== Segment start ==

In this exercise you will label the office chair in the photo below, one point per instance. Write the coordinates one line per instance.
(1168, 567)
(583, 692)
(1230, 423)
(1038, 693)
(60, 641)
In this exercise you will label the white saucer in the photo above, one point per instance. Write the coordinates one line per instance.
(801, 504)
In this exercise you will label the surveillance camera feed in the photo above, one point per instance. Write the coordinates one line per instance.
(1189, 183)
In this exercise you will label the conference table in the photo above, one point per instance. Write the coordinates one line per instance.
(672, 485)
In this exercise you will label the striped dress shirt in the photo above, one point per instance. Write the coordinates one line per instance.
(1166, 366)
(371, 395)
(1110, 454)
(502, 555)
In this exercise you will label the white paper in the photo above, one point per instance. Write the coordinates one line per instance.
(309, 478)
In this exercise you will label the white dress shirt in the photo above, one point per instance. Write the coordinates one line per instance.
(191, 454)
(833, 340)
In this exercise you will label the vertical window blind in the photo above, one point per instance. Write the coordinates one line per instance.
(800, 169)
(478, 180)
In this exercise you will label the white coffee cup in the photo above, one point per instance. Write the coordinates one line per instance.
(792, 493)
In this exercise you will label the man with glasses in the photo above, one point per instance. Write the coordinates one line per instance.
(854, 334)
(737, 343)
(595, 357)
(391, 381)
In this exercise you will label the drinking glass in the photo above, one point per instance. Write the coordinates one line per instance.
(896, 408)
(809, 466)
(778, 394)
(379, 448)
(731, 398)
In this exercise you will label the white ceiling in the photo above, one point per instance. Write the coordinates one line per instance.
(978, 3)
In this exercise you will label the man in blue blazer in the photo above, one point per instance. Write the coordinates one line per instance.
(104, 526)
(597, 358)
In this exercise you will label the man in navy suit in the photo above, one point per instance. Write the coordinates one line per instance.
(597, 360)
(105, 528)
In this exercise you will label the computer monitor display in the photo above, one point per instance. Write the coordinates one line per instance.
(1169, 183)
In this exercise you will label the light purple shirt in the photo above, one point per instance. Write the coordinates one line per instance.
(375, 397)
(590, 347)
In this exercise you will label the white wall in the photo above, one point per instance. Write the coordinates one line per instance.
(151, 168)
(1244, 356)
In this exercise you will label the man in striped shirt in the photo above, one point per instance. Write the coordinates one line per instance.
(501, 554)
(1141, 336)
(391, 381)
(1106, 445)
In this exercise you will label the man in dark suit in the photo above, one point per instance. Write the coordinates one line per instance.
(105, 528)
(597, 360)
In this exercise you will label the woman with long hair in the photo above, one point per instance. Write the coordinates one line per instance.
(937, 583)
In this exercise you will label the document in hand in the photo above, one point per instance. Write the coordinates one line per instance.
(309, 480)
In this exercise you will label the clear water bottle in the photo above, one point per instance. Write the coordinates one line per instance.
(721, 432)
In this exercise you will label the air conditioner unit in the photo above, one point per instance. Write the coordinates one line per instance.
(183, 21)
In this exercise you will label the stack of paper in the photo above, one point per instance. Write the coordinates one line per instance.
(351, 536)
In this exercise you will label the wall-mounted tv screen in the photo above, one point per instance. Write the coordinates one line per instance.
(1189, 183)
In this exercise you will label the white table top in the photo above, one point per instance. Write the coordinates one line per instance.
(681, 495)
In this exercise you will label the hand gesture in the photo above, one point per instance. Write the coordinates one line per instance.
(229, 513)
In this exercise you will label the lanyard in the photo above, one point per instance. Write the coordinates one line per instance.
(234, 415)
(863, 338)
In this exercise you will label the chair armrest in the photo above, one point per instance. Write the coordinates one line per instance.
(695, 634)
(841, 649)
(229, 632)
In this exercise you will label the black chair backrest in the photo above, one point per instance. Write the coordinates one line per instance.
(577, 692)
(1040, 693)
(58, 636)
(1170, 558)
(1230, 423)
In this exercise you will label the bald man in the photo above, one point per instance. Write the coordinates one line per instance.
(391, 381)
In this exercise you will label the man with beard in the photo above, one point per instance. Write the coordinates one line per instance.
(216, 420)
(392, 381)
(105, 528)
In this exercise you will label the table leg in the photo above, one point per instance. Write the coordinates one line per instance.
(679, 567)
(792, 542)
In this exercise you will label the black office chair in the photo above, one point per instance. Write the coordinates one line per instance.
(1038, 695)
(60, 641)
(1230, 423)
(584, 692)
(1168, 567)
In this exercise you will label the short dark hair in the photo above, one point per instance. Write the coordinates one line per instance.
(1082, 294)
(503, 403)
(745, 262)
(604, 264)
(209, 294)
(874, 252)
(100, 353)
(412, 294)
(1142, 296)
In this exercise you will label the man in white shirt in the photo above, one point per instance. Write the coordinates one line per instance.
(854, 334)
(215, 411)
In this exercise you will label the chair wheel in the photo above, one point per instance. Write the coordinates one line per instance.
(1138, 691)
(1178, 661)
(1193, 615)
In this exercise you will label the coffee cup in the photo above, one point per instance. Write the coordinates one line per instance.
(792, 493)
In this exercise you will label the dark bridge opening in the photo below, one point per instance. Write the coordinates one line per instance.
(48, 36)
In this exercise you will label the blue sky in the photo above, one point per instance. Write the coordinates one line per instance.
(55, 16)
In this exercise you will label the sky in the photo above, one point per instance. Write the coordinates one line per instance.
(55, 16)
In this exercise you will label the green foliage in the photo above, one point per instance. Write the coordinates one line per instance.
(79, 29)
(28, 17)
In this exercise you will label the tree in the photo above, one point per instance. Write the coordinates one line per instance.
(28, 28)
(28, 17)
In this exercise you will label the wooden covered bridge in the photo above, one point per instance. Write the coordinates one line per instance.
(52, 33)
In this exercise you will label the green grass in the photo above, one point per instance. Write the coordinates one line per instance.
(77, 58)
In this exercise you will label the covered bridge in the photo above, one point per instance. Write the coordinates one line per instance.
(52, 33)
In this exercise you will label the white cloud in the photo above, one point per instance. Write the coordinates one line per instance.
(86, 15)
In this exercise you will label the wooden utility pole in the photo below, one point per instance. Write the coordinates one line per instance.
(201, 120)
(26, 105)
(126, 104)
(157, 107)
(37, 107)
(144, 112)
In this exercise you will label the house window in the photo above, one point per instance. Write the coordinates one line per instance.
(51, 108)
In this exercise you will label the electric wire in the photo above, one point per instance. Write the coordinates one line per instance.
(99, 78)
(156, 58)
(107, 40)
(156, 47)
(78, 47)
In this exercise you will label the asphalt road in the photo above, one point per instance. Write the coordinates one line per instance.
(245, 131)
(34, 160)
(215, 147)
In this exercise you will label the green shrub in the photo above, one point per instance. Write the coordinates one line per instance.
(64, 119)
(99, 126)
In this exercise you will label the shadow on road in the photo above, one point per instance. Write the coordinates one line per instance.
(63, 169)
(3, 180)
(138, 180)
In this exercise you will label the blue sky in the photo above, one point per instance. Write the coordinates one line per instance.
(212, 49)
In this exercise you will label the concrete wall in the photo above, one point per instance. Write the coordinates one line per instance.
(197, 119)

== Segment end ==

Would you please repeat the whole listing exactly as it is?

## SOLUTION TO THE PROBLEM:
In this exercise you will label the office chair in the photo below, one point per instance. Write the coordinates one line per instance.
(1168, 567)
(583, 692)
(1230, 423)
(1038, 693)
(60, 641)
In this exercise you will label the white saucer in the photo above, one point per instance. Write the coordinates one line per instance.
(801, 504)
In this exercise you will label the surveillance camera feed in the photo above, one point per instance. Write the coordinates one line per instance.
(1189, 183)
In this exercise you will label the conference table in the photo above, one point per instance. Write the coordinates one line per instance.
(672, 485)
In this exercise you will label the striped dress shirt in the photo above, one point per instance. Write the coordinates one line per instance.
(1166, 366)
(371, 395)
(1110, 454)
(502, 555)
In this exercise you will label the white paper in the photo above, one point per instance. Write the coordinates one line per instance.
(309, 478)
In this exercise you will label the white dress shirt in the photo above, one point per instance. Write the coordinates one line per instance.
(191, 454)
(833, 340)
In this exercise you will label the vertical window blind in the photo above, one point per instance. Write the coordinates one line per instance.
(800, 169)
(478, 180)
In this exercise you will label the white coffee cup in the photo above, one point per instance. Write the coordinates one line per instance.
(792, 493)
In this exercise you will label the man with glasses in the photo above, one point per instance. Write the coordinates one line per instance.
(854, 334)
(737, 343)
(595, 357)
(391, 381)
In this exercise you will label the drinking glass in the photo above, one point per instance. Write the coordinates one line per instance.
(896, 408)
(809, 466)
(778, 394)
(379, 448)
(731, 398)
In this exercise you will label the white ceiling in the photo above, one point per instance. Write the coordinates one line per instance.
(978, 3)
In this exercise you will label the man in blue blazer in the photo above, one point per instance. Write the coordinates one line per instance.
(104, 526)
(597, 358)
In this exercise you will label the man in navy suit in the photo above, one point per instance. Write the coordinates one line per instance.
(597, 360)
(105, 528)
In this exercise you will label the computer monitor display in the photo above, one point per instance. Write the coordinates one line per instance.
(1169, 183)
In this exercise you will label the light purple shirt in the photo above, one point per instance. Write the coordinates one line per instance.
(375, 397)
(590, 347)
In this exercise you will label the white wall in the photo above, one point per instance. Write the coordinates one line per instance.
(151, 168)
(1244, 356)
In this exercise you will label the man in striped shirt in the photo above, one point per instance. Write the coordinates one line per instance.
(501, 554)
(1141, 336)
(391, 381)
(1106, 445)
In this exercise you will label the man in dark suit in the photo above, one point per instance. Write the coordinates one line per instance.
(105, 528)
(597, 360)
In this exercise you will label the woman with long hair in the photo above, one point per instance. Write the coordinates one line per instance.
(937, 583)
In this exercise you will label the document in hand in the photo above, one point per instance. Write the coordinates one line per instance.
(309, 480)
In this exercise you will label the clear water bottle in the photo above, one point per instance. Write the coordinates one line per instance.
(721, 432)
In this exercise you will label the air conditioner unit in the photo above, one point per instance. Write the coordinates one line per instance.
(183, 21)
In this exercise you will label the stack of paper in the photo above, one point per instance. Write the coordinates one line per instance.
(351, 536)
In this exercise you will label the wall-mounted tv screen in the photo above, one point per instance. Write the coordinates one line per instance.
(1189, 183)
In this exercise you will label the white table top in the photo above, one point per instance. Write the coordinates one line per instance.
(681, 495)
In this exercise you will label the hand gesture in the photo above, one point per instance. Write the coordinates one line per instance.
(229, 513)
In this exercise you will label the lanyard in the photo above, one point per instance. Write the coordinates one line per instance.
(234, 415)
(863, 338)
In this exercise you will label the chair armrest in the photo above, one point per instance. Write the coordinates one line per instance.
(695, 634)
(841, 649)
(229, 632)
In this exercise you will label the black chair backrest in the photo above, one point per instance. Write the coordinates one line per instance.
(577, 692)
(1040, 693)
(58, 636)
(1170, 558)
(1230, 423)
In this exercise you will label the bald man in the photo above, one point per instance. Write the coordinates one line per instance.
(391, 381)
In this exercise you will label the man with beard in the photo above, one point per instance. Write the coordinates one line per instance.
(216, 420)
(392, 381)
(105, 528)
In this exercise you will label the table leg in the photo above, one point per instance. Write the coordinates one line per instance.
(679, 567)
(792, 542)
In this exercise you will label the black office chair in the photo above, one point per instance. Write the coordinates one line per instance.
(1038, 695)
(60, 641)
(1230, 423)
(584, 692)
(1168, 567)
In this exercise you will label the short dark hair in the photo above, one point per instance. Write the coordinates one line per instance.
(1082, 294)
(503, 403)
(745, 262)
(604, 264)
(209, 294)
(874, 252)
(100, 353)
(412, 294)
(1142, 296)
In this exercise you will label the man in white shirt in the photo above, one point per instance. Write the coordinates one line per instance.
(854, 334)
(215, 411)
In this exercise you will label the chair wheel in the photo above, one point per instance. Write the coordinates one line per instance.
(1138, 691)
(1178, 661)
(1193, 615)
In this exercise you will label the coffee cup in the photo above, one point per instance. Write the coordinates one line per instance.
(792, 493)
In this exercise you will label the dark bridge opening in the photo below, one point per instance. Write the coordinates one line per instance.
(48, 36)
In this exercise you will label the blue sky in the photo above, one point per instance. Write the coordinates one line per instance.
(55, 16)
In this exercise you will label the sky in the photo above, one point per instance. Write the coordinates one line per instance.
(55, 16)
In this exercise you will label the green foliage in the photo above, one point per instance. Write the coordinates one line per instance.
(79, 29)
(28, 17)
In this exercise you will label the tree in the photo above, one point per instance. Write the coordinates one line per instance.
(28, 28)
(28, 17)
In this exercise you will label the wooden covered bridge in the photo above, one point per instance. Write the coordinates one line per instance.
(52, 33)
In this exercise you will label the green grass in the photo above, one point per instance. Write the coordinates one line per instance.
(77, 58)
In this exercise you will label the covered bridge in the photo above, one point per instance. Write the coordinates one line per instance.
(52, 33)
In this exercise you will label the white cloud in the photo above, one point per instance. Write the coordinates one line per instance.
(86, 15)
In this exercise you will label the wooden utility pole in the photo below, one point per instance. Write the coordinates one line per instance.
(201, 120)
(26, 105)
(126, 104)
(157, 107)
(37, 107)
(144, 112)
In this exercise you will label the house window in the photo above, one point per instance. Write the coordinates one line per instance.
(51, 108)
In this exercise you will label the electric wire in the photo above, one point per instance. Write the coordinates one line per instance.
(99, 78)
(156, 58)
(107, 40)
(156, 47)
(78, 47)
In this exercise you will label the asphalt road in the photo above, one point per instance. Write the coordinates one line per instance.
(245, 131)
(34, 160)
(215, 147)
In this exercise you will label the green shrub in the photo above, one point per instance. Write the coordinates one line per instance.
(64, 119)
(99, 126)
In this exercise you will label the shadow on road in the photo above, one point per instance. Write the coordinates one line per instance.
(63, 169)
(3, 180)
(138, 180)
In this exercise you will label the blue sky in the photo above, one point per instance. Write the coordinates one line per instance.
(212, 49)
In this exercise you will label the concrete wall in the photo above, one point per instance. Write the coordinates one line per instance.
(197, 119)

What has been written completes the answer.